+++ RECORDS FOR PROCESSING +++

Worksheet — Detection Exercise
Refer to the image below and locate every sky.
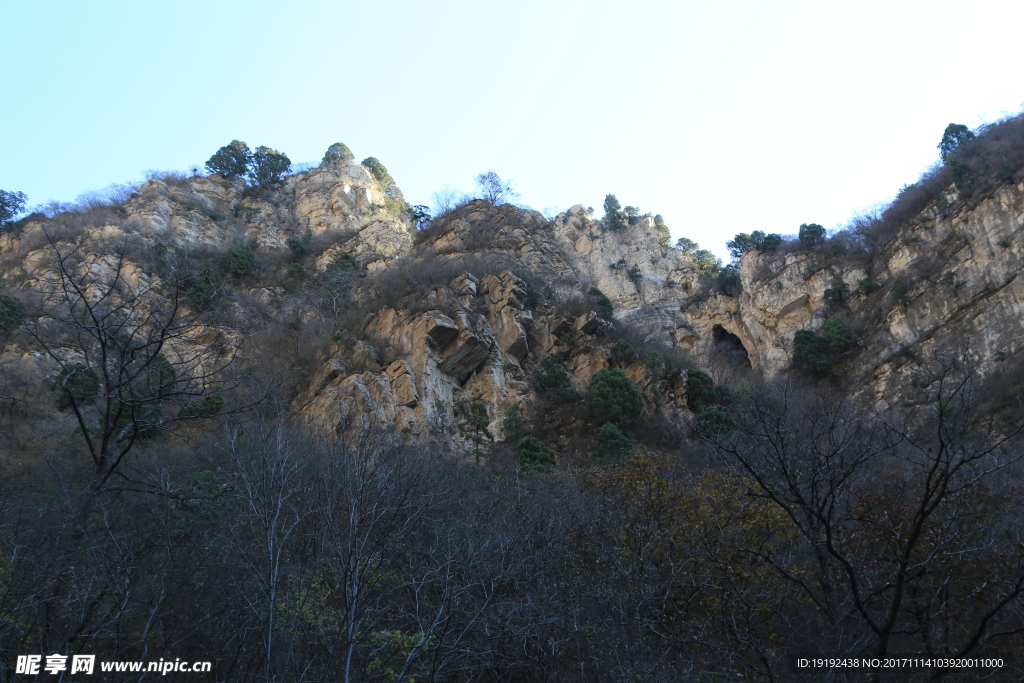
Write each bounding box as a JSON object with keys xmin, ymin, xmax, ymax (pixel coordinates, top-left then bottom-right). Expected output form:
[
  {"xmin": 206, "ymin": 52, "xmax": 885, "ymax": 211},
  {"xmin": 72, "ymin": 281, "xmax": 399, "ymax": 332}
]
[{"xmin": 0, "ymin": 0, "xmax": 1024, "ymax": 256}]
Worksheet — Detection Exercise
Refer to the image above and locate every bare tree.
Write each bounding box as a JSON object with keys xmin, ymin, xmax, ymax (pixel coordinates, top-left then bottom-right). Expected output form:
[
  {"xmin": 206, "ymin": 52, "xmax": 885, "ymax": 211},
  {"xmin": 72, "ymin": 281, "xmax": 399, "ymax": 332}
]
[{"xmin": 703, "ymin": 358, "xmax": 1024, "ymax": 675}]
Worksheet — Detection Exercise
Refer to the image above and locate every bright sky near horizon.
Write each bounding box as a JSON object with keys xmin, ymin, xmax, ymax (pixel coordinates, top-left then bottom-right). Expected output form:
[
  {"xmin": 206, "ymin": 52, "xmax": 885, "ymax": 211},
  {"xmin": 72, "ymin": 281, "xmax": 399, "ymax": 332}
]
[{"xmin": 0, "ymin": 0, "xmax": 1024, "ymax": 255}]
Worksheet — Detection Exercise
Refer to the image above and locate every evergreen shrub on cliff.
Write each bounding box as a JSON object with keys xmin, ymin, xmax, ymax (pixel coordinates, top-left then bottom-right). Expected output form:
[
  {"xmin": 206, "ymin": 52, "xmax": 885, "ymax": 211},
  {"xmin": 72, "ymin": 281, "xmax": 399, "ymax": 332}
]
[
  {"xmin": 517, "ymin": 436, "xmax": 557, "ymax": 472},
  {"xmin": 590, "ymin": 368, "xmax": 643, "ymax": 427}
]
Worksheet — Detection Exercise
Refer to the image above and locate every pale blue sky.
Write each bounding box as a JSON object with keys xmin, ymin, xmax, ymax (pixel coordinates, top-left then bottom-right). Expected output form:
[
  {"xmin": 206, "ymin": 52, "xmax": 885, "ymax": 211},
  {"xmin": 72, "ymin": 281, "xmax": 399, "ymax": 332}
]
[{"xmin": 0, "ymin": 0, "xmax": 1024, "ymax": 255}]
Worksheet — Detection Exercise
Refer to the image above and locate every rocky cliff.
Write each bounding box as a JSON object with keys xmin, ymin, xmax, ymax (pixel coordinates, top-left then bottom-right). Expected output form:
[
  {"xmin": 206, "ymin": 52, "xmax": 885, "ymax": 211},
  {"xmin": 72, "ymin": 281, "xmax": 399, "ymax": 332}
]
[{"xmin": 0, "ymin": 156, "xmax": 1024, "ymax": 456}]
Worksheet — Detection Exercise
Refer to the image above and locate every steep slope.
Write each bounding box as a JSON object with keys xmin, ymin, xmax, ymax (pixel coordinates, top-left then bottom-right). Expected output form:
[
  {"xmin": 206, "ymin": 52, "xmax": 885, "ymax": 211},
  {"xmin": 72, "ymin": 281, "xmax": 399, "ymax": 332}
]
[{"xmin": 6, "ymin": 154, "xmax": 1024, "ymax": 458}]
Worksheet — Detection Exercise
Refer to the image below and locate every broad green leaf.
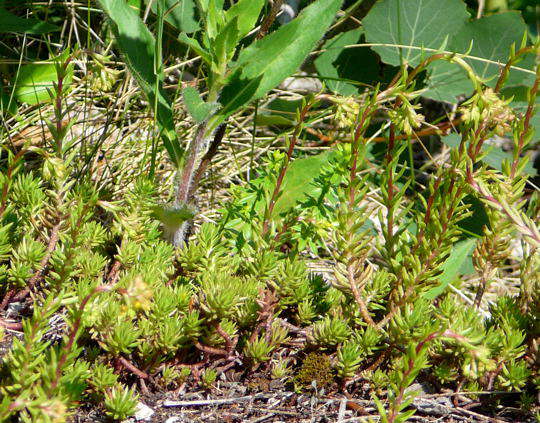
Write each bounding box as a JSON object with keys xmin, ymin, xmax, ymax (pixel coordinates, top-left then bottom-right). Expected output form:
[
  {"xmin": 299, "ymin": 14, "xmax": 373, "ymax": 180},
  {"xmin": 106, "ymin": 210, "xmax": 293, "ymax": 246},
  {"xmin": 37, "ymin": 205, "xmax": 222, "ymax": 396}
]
[
  {"xmin": 99, "ymin": 0, "xmax": 184, "ymax": 166},
  {"xmin": 152, "ymin": 0, "xmax": 201, "ymax": 34},
  {"xmin": 362, "ymin": 0, "xmax": 469, "ymax": 66},
  {"xmin": 423, "ymin": 238, "xmax": 476, "ymax": 301},
  {"xmin": 13, "ymin": 50, "xmax": 73, "ymax": 105},
  {"xmin": 219, "ymin": 0, "xmax": 342, "ymax": 120},
  {"xmin": 178, "ymin": 33, "xmax": 212, "ymax": 64},
  {"xmin": 256, "ymin": 98, "xmax": 302, "ymax": 126},
  {"xmin": 423, "ymin": 12, "xmax": 534, "ymax": 103},
  {"xmin": 225, "ymin": 0, "xmax": 266, "ymax": 38},
  {"xmin": 442, "ymin": 134, "xmax": 536, "ymax": 176},
  {"xmin": 182, "ymin": 85, "xmax": 215, "ymax": 122},
  {"xmin": 0, "ymin": 7, "xmax": 60, "ymax": 35},
  {"xmin": 315, "ymin": 28, "xmax": 380, "ymax": 96},
  {"xmin": 212, "ymin": 17, "xmax": 239, "ymax": 66}
]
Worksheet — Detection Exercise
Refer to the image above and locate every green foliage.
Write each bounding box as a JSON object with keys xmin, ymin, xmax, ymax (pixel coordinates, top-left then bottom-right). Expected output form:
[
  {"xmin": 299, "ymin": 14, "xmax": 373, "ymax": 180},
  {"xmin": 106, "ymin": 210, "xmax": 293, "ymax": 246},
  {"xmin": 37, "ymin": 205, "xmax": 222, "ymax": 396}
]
[
  {"xmin": 294, "ymin": 353, "xmax": 334, "ymax": 390},
  {"xmin": 13, "ymin": 50, "xmax": 73, "ymax": 105},
  {"xmin": 0, "ymin": 0, "xmax": 540, "ymax": 422},
  {"xmin": 104, "ymin": 386, "xmax": 138, "ymax": 420}
]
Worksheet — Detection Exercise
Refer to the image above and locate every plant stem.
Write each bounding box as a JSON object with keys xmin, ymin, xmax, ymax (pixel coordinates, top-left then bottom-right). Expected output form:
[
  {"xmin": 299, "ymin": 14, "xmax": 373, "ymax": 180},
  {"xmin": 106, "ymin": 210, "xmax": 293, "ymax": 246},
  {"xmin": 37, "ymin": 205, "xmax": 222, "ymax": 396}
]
[
  {"xmin": 262, "ymin": 103, "xmax": 311, "ymax": 236},
  {"xmin": 172, "ymin": 121, "xmax": 208, "ymax": 247}
]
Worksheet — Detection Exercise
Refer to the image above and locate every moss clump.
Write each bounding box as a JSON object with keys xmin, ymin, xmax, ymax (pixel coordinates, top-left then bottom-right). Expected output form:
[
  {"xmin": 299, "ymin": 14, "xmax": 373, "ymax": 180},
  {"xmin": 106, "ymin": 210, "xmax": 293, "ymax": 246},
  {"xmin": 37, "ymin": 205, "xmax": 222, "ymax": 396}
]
[{"xmin": 295, "ymin": 353, "xmax": 334, "ymax": 389}]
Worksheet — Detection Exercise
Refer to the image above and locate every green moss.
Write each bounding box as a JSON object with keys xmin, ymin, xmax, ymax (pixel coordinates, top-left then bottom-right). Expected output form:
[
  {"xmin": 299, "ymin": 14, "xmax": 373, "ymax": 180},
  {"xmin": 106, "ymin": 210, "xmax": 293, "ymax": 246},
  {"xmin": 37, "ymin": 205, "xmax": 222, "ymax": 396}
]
[{"xmin": 295, "ymin": 352, "xmax": 334, "ymax": 389}]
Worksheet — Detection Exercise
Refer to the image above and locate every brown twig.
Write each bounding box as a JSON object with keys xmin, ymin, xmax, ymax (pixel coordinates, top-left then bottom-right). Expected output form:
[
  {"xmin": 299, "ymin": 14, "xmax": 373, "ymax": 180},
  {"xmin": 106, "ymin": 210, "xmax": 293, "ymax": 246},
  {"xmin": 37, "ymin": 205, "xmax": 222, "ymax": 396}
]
[
  {"xmin": 12, "ymin": 222, "xmax": 62, "ymax": 302},
  {"xmin": 0, "ymin": 319, "xmax": 22, "ymax": 332},
  {"xmin": 262, "ymin": 103, "xmax": 311, "ymax": 236},
  {"xmin": 257, "ymin": 0, "xmax": 284, "ymax": 40}
]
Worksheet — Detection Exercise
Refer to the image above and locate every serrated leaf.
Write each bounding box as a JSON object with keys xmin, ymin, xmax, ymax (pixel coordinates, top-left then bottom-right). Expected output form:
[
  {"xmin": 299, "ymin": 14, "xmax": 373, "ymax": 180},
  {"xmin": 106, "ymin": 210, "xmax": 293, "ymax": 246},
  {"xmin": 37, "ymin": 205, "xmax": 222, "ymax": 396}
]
[
  {"xmin": 0, "ymin": 7, "xmax": 60, "ymax": 35},
  {"xmin": 225, "ymin": 0, "xmax": 265, "ymax": 38},
  {"xmin": 423, "ymin": 12, "xmax": 534, "ymax": 103},
  {"xmin": 99, "ymin": 0, "xmax": 184, "ymax": 166},
  {"xmin": 362, "ymin": 0, "xmax": 469, "ymax": 66},
  {"xmin": 182, "ymin": 85, "xmax": 215, "ymax": 122},
  {"xmin": 219, "ymin": 0, "xmax": 342, "ymax": 120},
  {"xmin": 13, "ymin": 50, "xmax": 73, "ymax": 105},
  {"xmin": 422, "ymin": 238, "xmax": 476, "ymax": 301}
]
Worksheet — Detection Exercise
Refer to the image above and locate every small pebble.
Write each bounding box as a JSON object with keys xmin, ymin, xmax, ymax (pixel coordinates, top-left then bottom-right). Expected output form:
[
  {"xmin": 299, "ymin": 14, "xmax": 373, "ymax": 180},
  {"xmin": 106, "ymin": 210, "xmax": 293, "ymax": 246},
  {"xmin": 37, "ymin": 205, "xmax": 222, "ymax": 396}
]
[{"xmin": 134, "ymin": 401, "xmax": 155, "ymax": 421}]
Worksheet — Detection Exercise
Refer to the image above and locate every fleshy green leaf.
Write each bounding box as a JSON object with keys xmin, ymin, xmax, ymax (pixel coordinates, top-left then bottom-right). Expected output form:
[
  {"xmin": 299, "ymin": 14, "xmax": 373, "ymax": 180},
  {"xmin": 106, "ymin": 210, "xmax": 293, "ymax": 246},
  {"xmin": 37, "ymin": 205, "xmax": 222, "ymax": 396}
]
[
  {"xmin": 0, "ymin": 7, "xmax": 60, "ymax": 35},
  {"xmin": 423, "ymin": 238, "xmax": 476, "ymax": 300},
  {"xmin": 315, "ymin": 28, "xmax": 380, "ymax": 96},
  {"xmin": 99, "ymin": 0, "xmax": 184, "ymax": 166},
  {"xmin": 219, "ymin": 0, "xmax": 342, "ymax": 120},
  {"xmin": 153, "ymin": 205, "xmax": 196, "ymax": 228},
  {"xmin": 182, "ymin": 85, "xmax": 215, "ymax": 122},
  {"xmin": 423, "ymin": 12, "xmax": 534, "ymax": 102},
  {"xmin": 178, "ymin": 33, "xmax": 212, "ymax": 64},
  {"xmin": 13, "ymin": 50, "xmax": 73, "ymax": 105},
  {"xmin": 362, "ymin": 0, "xmax": 469, "ymax": 66}
]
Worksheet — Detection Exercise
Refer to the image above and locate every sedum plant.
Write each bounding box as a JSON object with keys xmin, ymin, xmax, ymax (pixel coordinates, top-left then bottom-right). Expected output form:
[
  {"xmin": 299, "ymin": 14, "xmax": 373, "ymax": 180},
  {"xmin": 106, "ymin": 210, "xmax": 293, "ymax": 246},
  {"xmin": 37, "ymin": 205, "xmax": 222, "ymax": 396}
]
[{"xmin": 0, "ymin": 0, "xmax": 540, "ymax": 422}]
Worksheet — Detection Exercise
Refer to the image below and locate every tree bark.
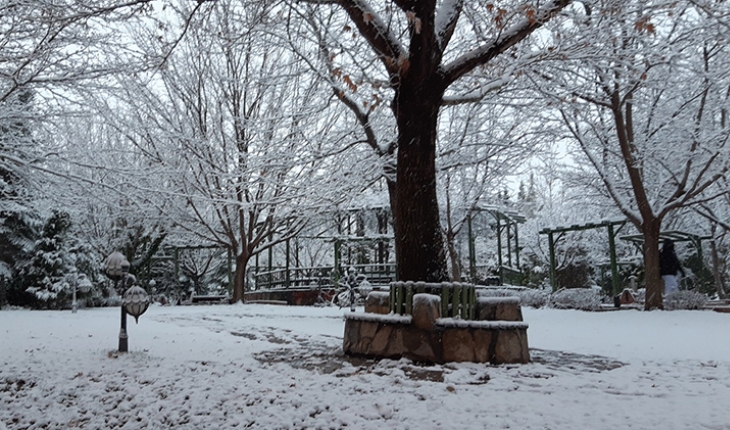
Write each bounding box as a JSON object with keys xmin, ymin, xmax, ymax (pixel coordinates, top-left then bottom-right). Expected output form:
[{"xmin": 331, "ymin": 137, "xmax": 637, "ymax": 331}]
[
  {"xmin": 641, "ymin": 218, "xmax": 664, "ymax": 311},
  {"xmin": 231, "ymin": 251, "xmax": 250, "ymax": 303},
  {"xmin": 393, "ymin": 79, "xmax": 448, "ymax": 282}
]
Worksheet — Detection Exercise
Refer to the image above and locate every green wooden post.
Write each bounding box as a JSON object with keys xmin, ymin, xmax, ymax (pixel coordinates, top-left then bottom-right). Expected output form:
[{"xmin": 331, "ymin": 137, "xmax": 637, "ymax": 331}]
[
  {"xmin": 548, "ymin": 231, "xmax": 558, "ymax": 292},
  {"xmin": 495, "ymin": 214, "xmax": 502, "ymax": 268},
  {"xmin": 172, "ymin": 248, "xmax": 180, "ymax": 282},
  {"xmin": 505, "ymin": 220, "xmax": 512, "ymax": 268},
  {"xmin": 441, "ymin": 285, "xmax": 449, "ymax": 318},
  {"xmin": 515, "ymin": 223, "xmax": 520, "ymax": 269},
  {"xmin": 608, "ymin": 224, "xmax": 621, "ymax": 296},
  {"xmin": 226, "ymin": 248, "xmax": 232, "ymax": 293},
  {"xmin": 388, "ymin": 284, "xmax": 395, "ymax": 313},
  {"xmin": 334, "ymin": 239, "xmax": 341, "ymax": 287},
  {"xmin": 450, "ymin": 285, "xmax": 461, "ymax": 318},
  {"xmin": 406, "ymin": 285, "xmax": 413, "ymax": 315}
]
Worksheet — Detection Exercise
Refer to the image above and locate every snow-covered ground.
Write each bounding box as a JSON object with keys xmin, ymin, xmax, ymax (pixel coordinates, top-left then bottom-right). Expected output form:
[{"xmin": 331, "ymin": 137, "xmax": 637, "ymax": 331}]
[{"xmin": 0, "ymin": 304, "xmax": 730, "ymax": 430}]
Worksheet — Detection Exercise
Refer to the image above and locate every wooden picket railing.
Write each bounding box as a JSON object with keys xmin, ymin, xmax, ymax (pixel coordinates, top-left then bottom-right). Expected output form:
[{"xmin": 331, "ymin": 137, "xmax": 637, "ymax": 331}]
[{"xmin": 390, "ymin": 281, "xmax": 477, "ymax": 320}]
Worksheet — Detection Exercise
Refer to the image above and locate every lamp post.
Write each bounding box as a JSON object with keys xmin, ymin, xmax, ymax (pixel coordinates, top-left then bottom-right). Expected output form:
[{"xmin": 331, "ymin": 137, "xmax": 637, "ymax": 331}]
[{"xmin": 104, "ymin": 251, "xmax": 150, "ymax": 352}]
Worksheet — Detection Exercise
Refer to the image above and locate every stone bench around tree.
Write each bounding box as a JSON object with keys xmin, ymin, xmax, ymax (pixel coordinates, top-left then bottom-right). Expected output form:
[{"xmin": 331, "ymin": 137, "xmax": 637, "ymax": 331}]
[{"xmin": 343, "ymin": 292, "xmax": 530, "ymax": 364}]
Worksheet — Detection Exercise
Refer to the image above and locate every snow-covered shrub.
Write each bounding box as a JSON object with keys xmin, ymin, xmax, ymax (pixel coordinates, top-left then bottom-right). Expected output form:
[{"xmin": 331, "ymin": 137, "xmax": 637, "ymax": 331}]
[
  {"xmin": 664, "ymin": 291, "xmax": 707, "ymax": 310},
  {"xmin": 550, "ymin": 288, "xmax": 603, "ymax": 310}
]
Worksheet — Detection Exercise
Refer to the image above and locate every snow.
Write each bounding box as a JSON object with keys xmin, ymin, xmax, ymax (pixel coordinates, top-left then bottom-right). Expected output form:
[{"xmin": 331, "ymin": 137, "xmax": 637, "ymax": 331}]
[{"xmin": 0, "ymin": 304, "xmax": 730, "ymax": 430}]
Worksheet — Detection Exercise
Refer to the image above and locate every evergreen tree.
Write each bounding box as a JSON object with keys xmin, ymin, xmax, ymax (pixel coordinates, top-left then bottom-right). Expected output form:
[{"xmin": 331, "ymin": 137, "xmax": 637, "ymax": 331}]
[{"xmin": 17, "ymin": 211, "xmax": 76, "ymax": 309}]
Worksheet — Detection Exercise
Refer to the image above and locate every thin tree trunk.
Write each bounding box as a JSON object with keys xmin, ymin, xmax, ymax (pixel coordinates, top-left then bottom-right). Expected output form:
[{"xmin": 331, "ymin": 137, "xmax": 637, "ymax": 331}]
[
  {"xmin": 231, "ymin": 252, "xmax": 250, "ymax": 303},
  {"xmin": 446, "ymin": 236, "xmax": 461, "ymax": 282}
]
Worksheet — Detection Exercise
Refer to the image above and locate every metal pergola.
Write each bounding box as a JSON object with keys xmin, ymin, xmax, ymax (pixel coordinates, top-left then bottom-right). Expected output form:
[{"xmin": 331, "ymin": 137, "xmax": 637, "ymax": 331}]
[
  {"xmin": 540, "ymin": 220, "xmax": 627, "ymax": 294},
  {"xmin": 467, "ymin": 206, "xmax": 525, "ymax": 283}
]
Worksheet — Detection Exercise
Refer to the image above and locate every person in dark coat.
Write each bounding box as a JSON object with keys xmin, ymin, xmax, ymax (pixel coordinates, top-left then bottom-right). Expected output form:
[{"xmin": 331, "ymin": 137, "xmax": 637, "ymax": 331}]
[{"xmin": 659, "ymin": 239, "xmax": 686, "ymax": 294}]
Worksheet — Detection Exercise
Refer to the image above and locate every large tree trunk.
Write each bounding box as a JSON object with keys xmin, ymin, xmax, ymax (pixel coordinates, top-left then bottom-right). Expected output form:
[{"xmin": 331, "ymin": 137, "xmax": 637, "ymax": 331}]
[
  {"xmin": 641, "ymin": 219, "xmax": 664, "ymax": 311},
  {"xmin": 231, "ymin": 252, "xmax": 250, "ymax": 303},
  {"xmin": 393, "ymin": 79, "xmax": 448, "ymax": 282}
]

+++

**EXERCISE BRIEF**
Count the lines in the records above that contain the word "moss". Reply with the number alone.

**ANSWER TO THIS EXERCISE**
2